## Stated task
Copy every item below, character for character, with no changes.

## Entries provided
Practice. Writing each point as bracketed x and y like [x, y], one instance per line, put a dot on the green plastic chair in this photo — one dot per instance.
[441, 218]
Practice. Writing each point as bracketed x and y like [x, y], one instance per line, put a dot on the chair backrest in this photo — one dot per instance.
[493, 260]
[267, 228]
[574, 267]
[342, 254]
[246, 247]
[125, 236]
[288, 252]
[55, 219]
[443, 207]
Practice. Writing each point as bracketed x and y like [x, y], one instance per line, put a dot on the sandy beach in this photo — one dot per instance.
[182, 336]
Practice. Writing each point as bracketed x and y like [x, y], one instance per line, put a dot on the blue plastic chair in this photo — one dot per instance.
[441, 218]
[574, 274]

## Exercise result
Practice. Writing each point as bracketed x and y like [x, y], one instance per line, put a dot on the green plastic chair in this photo — one dot per instance.
[441, 218]
Practice. Writing each point as bracketed x and y like [x, y], one instance per line, put a dot on the chair backrest in this photo — one dot per instance.
[493, 260]
[267, 228]
[574, 267]
[342, 254]
[246, 247]
[125, 236]
[288, 252]
[55, 219]
[443, 207]
Practice. Writing each point as bracketed x and y like [x, y], one instance per line, put a dot on the sandy beach in this photo — one dot per instance.
[182, 336]
Practice. Writing each point as bracketed x and y like [x, y], one instance per line, put a dot on the blue plastic chair in this photo — one dot per instance.
[441, 218]
[574, 274]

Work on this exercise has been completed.